*** Opening Records for the task ***

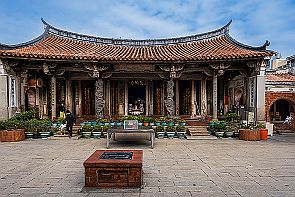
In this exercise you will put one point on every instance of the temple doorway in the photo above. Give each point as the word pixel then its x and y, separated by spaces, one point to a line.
pixel 280 110
pixel 136 97
pixel 185 107
pixel 88 104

*** Closing Records for the task ***

Assignment: Leave out the pictures and retype every line above exactly.

Solution to this problem:
In this exercise you will put one point on every instance of the temple doorway in the photo above. Give each point as the word pixel then its x and y, separated by spaces, one point to a line.
pixel 280 110
pixel 136 97
pixel 185 107
pixel 88 104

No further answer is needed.